- _作業項目 1_
抜粋テキストから、「そのときにすごくタイムリーで」を含む語句で始まり「ことが人間にある問題なのだ。」で終わる部分を一字一句変えずに引用してください。
- _作業項目 2_
抜粋テキストについて、次の問いに答えてください。
(a) 『カリスマ・ドッグ・トレーナー』はどのチャンネルで放送されていますか。
(b) 体調を崩した実家の犬は何という犬種ですか。
(c) 犬のそばに居るのを楽にするため、筆者は実家に何を贈りましたか。

- _抜粋テキスト_
えこひいき日記

2013年2月13日のえこひいき日記

2013.02.13

昨年はアタマを休めるためにテレビを見流す、ということをよくやった。何か情報を得るためにテレビを見ているというよりも、内側のざわざわを収めるためにテレビをつけてる感じだ。
とはいえ、普段テレビを見ない時間にテレビを見ていると得るものもある。例えば『カリスマ・ドッグ・トレーナー』という番組はすごく気に入った。BSのFOXチャンネルで放送中の、題名どおり、犬についての番組なのだがとても犬だけのこととは思えない。

昨年、実家の柴犬が体調を崩したことがあった。私に「どうにかしてやってくれ」と連絡が来たときには、痩せて首から尻尾までがばさばさに脱毛してしまっていた。ご飯もあまり食べないという。医者に連れて行くのも困難な状態だった。
実家の人々の犬との付き合い方は、なんというか極めて旧式で、「どーぶつなんだから、基本元気でしょ」という大雑把な「信頼」に基づいたものであった。そういう「信頼」って無事なときにだけ成立するもので、ある次元では「無関心」と同義語なんだけどさ。それでも現に今まで犬は元気だったのだから、まあ、うちはラッキーだったと思う。
「なんとかして」と言われたものの、私は犬に詳しくない。しかも、アレルギーがある。だから犬と遊ぶのは好きだが実は辛かったりもする。とはいえ、犬の命がかかっていることでもあるので、抗アレルギー薬を使いながら実家に通う日々が始まった。空気清浄機も実家にプレゼント。これで犬のそばに居るのがずいぶん楽になった。当時は父の病院にも行き来していたから、今から考えればよくあんなことができたなと思う。

そのときにすごくタイムリーで参考になったのが『カリスマ・ドッグ・トレーナー』だった。
トレーナーのアーサー・ミラン氏はアメリカでは有名な人だ。「犬の言葉がわかる人」として、犬にまつわる飼い主の悩みをばしばし解決していく。
彼はよく「犬にはリハビリを、飼い主には意識改革を」と言う。「問題」は犬だけにあるのではない。むしろ多くのことが人間にある問題なのだ。

犬に対して人間は常に「パック・リーダー」、つまり「群れの長」であらねばならない、と彼はいう。それは犬の生活にとっては「愛情」とともに大事なことで、「秩序」を欠いた「愛情」だけの接し方はいかに犬にとってわかりにくく負担か、ということを言う。例えば、不幸な過去を持った犬を引き取った飼い主がこれまでのことを不憫に思って、つい厳しいしつけをスキップし、自分が不憫に思ったときにおやつなどを与えたりしていた。すると犬は次々と何かを要求するようになり、満たされないと大暴れするようになってしまった。ミラン氏によればそれは「人間のしていることがリーダーとしての秩序を欠いた、わかりにくい行為」なのである。つまり、人間が今目の前で起こっている犬に行動に反応するのではなく、犬の過去に反応して行動する(不憫→おやつとか)から、犬は混乱するのだ、と。「犬は今を生きている」と彼はいう。それに対して「群れの長」である人間もまた「今」を生きなくてはならない。

- _提供データ_
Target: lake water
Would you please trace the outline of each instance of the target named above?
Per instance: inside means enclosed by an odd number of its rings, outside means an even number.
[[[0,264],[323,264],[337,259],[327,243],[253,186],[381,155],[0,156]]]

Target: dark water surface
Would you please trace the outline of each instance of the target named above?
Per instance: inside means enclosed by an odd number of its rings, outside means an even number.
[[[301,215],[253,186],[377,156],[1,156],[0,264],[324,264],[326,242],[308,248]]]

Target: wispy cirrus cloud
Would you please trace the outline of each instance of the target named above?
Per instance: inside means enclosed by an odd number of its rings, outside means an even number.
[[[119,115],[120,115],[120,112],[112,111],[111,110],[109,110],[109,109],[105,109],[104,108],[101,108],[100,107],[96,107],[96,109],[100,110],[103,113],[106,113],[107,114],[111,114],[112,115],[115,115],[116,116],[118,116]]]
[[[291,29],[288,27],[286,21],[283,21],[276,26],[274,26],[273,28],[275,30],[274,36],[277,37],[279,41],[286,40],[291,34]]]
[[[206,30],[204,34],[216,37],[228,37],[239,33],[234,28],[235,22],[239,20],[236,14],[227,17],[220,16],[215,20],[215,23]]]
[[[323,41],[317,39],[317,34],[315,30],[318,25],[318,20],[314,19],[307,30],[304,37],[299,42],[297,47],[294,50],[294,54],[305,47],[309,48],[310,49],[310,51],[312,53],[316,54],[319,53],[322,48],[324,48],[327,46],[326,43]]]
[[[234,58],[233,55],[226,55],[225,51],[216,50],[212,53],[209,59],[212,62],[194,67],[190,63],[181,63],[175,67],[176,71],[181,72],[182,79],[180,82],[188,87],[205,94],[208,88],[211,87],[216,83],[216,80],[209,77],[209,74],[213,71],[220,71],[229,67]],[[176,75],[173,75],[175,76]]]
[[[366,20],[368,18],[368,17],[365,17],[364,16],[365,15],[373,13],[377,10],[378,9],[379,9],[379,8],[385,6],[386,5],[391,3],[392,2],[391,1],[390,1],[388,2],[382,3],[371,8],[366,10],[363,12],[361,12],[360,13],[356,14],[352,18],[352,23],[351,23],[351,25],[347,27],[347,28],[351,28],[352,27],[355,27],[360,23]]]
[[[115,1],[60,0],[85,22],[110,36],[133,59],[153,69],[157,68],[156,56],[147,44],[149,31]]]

- _最終回答 1_
そのときにすごくタイムリーで参考になったのが『カリスマ・ドッグ・トレーナー』だった。
トレーナーのアーサー・ミラン氏はアメリカでは有名な人だ。「犬の言葉がわかる人」として、犬にまつわる飼い主の悩みをばしばし解決していく。
彼はよく「犬にはリハビリを、飼い主には意識改革を」と言う。「問題」は犬だけにあるのではない。むしろ多くのことが人間にある問題なのだ。

- _最終回答 2_
(a) BSのFOXチャンネルで放送されています。
(b) 柴犬です。
(c) 空気清浄機を贈りました。